EXERCISE BRIEF
State the number of lines in the following data that include the word "jacket", with no other text.

---------- MATERIAL FOR THIS EXERCISE ----------

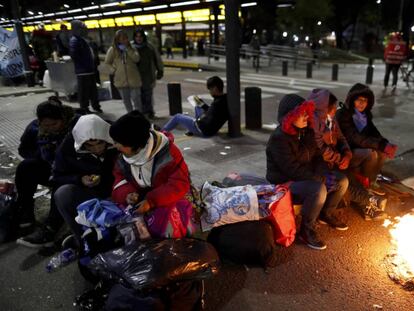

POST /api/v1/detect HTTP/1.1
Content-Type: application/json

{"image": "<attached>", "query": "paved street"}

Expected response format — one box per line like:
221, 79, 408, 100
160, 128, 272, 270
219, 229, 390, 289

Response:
1, 59, 414, 310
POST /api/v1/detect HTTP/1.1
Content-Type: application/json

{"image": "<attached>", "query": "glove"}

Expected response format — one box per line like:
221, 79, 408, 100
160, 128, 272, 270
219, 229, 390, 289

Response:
117, 44, 127, 51
384, 143, 397, 159
338, 152, 352, 170
156, 71, 164, 80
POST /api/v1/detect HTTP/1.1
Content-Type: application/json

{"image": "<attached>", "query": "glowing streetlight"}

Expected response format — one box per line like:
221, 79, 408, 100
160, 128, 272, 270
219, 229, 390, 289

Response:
317, 21, 322, 26
305, 36, 309, 41
283, 32, 288, 37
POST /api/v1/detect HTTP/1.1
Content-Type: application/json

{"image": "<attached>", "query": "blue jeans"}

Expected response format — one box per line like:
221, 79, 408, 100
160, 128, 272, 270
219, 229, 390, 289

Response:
162, 106, 204, 136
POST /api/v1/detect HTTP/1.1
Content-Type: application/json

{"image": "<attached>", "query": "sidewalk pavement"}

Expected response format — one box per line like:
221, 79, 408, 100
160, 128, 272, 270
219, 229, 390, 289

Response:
1, 60, 414, 310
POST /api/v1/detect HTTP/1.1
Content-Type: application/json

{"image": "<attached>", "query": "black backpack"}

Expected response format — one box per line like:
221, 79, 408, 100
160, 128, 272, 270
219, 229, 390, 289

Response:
207, 220, 278, 268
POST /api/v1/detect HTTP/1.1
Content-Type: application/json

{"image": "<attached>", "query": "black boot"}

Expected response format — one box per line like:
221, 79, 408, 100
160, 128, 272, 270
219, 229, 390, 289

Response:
298, 226, 327, 250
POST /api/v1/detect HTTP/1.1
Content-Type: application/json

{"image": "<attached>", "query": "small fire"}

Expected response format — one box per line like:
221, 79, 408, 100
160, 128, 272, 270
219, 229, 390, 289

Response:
385, 213, 414, 289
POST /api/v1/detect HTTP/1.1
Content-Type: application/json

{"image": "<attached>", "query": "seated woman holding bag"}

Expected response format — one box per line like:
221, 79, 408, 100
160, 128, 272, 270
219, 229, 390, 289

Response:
109, 110, 196, 238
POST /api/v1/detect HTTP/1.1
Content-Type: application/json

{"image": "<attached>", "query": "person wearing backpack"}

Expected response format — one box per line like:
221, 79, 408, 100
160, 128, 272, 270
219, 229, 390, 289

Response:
15, 97, 75, 247
266, 94, 349, 250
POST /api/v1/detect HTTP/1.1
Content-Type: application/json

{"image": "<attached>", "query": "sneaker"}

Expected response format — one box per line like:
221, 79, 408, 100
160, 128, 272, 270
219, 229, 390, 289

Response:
363, 196, 388, 221
18, 210, 35, 229
16, 226, 55, 248
391, 86, 397, 95
61, 234, 80, 251
369, 195, 387, 211
318, 214, 349, 231
298, 228, 327, 250
369, 182, 386, 196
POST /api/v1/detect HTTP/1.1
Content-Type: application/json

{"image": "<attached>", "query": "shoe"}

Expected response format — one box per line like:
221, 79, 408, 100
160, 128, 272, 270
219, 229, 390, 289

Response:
318, 214, 349, 231
18, 209, 35, 229
185, 131, 194, 136
61, 234, 80, 251
369, 182, 386, 196
298, 227, 327, 250
369, 195, 387, 211
391, 86, 397, 95
16, 226, 55, 248
363, 196, 388, 221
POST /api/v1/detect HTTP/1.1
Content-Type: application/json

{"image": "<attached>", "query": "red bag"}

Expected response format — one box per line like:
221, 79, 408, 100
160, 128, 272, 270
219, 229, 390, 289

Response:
265, 184, 296, 247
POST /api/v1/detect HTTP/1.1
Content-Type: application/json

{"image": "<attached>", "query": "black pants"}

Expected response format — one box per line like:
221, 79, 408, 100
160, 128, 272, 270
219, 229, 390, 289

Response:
384, 63, 400, 87
77, 74, 100, 110
15, 158, 63, 231
350, 148, 386, 184
55, 184, 102, 242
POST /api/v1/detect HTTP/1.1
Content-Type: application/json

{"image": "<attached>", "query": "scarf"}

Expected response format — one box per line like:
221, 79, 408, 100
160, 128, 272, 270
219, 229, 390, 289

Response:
122, 131, 168, 188
352, 108, 367, 133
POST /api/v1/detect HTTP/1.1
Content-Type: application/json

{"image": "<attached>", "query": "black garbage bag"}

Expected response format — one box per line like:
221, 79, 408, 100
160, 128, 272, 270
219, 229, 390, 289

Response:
89, 238, 220, 291
207, 220, 278, 268
0, 182, 18, 243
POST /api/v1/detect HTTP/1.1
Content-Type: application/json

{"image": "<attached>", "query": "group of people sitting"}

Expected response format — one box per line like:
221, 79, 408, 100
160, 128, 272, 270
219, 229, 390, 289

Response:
13, 78, 395, 256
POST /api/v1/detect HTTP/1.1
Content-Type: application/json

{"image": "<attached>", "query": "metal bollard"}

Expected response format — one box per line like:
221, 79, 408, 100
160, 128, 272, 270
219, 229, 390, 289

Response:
282, 61, 288, 76
167, 83, 182, 115
332, 64, 339, 81
306, 62, 312, 78
245, 87, 262, 130
366, 66, 374, 84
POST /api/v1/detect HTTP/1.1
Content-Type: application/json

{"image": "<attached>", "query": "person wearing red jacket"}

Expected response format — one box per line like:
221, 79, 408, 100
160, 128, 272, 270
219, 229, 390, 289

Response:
109, 111, 193, 238
383, 32, 407, 94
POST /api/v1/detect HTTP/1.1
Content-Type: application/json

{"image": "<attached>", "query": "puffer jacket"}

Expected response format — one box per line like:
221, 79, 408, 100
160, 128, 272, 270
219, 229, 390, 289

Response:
266, 94, 325, 184
336, 83, 388, 152
111, 131, 190, 208
307, 89, 351, 167
105, 46, 141, 89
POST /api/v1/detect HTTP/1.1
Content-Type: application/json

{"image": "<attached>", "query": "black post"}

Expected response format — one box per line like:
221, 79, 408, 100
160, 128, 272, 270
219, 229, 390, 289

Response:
306, 62, 312, 78
245, 87, 262, 130
181, 12, 187, 59
225, 0, 241, 137
167, 83, 182, 115
282, 60, 288, 76
332, 64, 339, 81
366, 58, 374, 85
213, 5, 220, 60
10, 0, 34, 87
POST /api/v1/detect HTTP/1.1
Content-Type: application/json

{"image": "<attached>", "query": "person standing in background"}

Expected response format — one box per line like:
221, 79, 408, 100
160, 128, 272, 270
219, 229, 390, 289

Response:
132, 29, 164, 119
383, 32, 407, 95
69, 20, 102, 113
30, 24, 53, 86
55, 24, 70, 57
105, 30, 142, 113
164, 36, 174, 59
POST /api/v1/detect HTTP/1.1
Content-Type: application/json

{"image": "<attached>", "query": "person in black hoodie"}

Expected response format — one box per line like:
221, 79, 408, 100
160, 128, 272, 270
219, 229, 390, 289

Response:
15, 97, 74, 242
162, 76, 229, 137
266, 94, 349, 250
336, 83, 397, 193
17, 115, 117, 247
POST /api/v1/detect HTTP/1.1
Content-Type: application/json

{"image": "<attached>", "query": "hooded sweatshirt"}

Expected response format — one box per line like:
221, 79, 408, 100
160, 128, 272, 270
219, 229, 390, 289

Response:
307, 89, 351, 167
336, 83, 388, 152
266, 94, 324, 184
51, 115, 118, 197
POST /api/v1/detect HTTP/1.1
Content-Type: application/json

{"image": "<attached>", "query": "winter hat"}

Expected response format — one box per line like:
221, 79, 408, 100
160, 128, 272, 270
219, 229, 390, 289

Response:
277, 94, 315, 135
110, 110, 151, 150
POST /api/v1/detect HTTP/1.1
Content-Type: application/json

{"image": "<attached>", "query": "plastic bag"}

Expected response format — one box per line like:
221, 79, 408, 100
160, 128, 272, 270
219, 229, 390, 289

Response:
0, 180, 17, 243
88, 238, 220, 291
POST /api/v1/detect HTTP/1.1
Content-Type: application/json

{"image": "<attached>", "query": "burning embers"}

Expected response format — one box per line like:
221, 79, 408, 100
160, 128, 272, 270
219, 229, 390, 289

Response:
384, 214, 414, 290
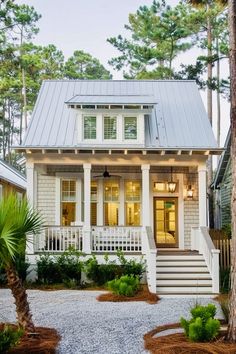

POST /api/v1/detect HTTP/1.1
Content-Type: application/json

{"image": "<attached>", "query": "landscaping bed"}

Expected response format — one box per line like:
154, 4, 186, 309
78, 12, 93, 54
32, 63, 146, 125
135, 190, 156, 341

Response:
144, 322, 236, 354
97, 285, 159, 304
0, 324, 60, 354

----------

RESPONSE
2